TO DO. All lines in the records below with the word "concrete" must be returned.

-------- RECORDS SHOWN

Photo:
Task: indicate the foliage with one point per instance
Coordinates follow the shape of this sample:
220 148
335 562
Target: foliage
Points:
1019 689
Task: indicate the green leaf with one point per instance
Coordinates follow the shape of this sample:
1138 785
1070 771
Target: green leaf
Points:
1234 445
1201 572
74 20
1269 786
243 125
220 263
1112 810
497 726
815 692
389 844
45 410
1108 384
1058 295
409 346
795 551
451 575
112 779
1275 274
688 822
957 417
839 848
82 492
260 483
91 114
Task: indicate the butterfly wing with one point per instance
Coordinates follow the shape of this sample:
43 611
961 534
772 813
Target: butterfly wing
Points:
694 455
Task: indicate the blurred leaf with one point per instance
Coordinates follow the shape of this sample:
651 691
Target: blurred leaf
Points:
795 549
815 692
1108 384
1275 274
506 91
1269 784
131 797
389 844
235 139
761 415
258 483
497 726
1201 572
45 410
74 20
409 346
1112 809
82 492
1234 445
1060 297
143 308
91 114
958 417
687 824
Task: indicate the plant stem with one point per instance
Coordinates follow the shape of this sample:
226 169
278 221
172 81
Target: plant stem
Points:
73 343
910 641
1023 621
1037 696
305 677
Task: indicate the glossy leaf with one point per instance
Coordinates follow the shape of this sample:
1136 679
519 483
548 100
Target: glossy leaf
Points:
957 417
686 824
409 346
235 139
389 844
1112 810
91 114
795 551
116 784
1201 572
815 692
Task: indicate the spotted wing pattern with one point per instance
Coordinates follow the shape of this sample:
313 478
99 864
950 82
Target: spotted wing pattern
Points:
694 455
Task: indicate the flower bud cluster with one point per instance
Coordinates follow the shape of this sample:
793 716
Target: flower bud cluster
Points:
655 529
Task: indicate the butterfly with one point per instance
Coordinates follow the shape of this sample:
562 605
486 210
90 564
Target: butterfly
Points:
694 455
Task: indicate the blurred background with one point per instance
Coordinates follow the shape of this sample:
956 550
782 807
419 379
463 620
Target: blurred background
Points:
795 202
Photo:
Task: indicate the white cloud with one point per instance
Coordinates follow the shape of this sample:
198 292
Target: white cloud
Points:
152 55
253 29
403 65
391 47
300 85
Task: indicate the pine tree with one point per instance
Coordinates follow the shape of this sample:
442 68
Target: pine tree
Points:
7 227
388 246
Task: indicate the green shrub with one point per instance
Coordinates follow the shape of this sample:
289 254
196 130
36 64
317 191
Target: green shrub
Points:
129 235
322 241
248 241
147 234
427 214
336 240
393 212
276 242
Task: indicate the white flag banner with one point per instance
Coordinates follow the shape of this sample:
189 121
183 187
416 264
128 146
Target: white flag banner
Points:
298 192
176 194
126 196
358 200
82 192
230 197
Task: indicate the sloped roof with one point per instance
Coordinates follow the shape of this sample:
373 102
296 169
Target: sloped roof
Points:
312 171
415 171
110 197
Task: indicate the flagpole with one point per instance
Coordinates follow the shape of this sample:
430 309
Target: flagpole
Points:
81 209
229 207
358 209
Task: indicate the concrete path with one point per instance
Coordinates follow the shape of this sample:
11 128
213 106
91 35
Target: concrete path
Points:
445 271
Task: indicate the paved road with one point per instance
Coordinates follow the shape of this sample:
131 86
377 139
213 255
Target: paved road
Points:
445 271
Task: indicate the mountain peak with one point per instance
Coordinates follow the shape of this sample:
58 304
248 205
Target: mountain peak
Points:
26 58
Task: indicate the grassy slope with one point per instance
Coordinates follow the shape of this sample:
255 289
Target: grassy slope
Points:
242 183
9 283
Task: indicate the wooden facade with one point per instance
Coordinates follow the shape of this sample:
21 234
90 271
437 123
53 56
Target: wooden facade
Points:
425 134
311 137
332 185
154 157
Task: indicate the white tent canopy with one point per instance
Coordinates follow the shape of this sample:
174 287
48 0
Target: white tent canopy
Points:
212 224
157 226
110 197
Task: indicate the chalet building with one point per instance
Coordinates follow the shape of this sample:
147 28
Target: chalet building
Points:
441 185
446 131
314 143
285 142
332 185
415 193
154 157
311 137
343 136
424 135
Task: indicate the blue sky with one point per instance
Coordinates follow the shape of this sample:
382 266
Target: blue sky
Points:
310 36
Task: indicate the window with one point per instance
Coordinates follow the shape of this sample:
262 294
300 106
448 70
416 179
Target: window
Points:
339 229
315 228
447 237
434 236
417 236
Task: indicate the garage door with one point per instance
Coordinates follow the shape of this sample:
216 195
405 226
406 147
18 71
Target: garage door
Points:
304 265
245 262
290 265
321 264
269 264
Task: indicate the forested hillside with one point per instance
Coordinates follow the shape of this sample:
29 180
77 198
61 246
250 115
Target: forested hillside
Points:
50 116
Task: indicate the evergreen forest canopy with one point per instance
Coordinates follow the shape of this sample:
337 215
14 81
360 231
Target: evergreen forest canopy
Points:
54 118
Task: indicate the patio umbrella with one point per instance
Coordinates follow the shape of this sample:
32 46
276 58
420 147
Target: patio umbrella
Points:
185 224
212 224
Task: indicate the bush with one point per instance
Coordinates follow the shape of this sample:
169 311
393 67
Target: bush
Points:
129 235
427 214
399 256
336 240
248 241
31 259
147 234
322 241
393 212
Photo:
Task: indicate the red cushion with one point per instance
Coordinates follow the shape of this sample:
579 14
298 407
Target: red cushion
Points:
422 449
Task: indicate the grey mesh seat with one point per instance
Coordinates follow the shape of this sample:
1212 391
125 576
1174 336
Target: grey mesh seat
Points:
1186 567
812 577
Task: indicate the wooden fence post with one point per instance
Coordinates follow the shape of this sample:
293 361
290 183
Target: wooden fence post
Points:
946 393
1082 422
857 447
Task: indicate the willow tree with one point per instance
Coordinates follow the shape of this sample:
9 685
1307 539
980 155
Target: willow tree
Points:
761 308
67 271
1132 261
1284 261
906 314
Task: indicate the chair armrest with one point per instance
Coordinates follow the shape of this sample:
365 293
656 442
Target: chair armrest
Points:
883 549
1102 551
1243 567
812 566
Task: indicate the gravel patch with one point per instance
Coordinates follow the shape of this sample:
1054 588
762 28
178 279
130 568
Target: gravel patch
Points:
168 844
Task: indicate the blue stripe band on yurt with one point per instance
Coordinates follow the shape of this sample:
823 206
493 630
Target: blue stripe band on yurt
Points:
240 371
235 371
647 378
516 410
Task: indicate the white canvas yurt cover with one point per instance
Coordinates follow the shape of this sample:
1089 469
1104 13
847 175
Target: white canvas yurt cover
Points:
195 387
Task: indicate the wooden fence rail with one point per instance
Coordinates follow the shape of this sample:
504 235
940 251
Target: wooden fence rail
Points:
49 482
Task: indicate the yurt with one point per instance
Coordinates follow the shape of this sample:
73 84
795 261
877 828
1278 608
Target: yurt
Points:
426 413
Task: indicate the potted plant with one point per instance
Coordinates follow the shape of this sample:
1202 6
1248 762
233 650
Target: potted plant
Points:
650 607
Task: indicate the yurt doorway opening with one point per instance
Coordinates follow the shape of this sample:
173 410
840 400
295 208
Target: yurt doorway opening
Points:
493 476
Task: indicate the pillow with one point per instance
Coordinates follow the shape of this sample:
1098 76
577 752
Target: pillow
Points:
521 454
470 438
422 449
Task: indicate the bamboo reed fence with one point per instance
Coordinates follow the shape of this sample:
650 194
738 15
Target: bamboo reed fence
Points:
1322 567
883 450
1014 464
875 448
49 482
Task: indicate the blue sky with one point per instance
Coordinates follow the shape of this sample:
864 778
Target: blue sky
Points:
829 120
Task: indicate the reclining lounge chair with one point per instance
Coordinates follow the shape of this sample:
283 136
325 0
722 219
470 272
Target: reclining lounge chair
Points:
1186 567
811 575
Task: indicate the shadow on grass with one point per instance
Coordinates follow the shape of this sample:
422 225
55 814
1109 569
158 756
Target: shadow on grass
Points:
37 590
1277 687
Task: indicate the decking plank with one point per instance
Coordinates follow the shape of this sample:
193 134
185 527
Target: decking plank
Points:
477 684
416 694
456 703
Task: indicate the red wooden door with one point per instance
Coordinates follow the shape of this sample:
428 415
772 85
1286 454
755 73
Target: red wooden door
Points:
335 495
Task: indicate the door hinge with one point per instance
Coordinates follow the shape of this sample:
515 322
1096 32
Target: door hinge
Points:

----------------

REPLY TO THE EXERCISE.
Task: indicate the concrete path with one point per instance
Target: concrete path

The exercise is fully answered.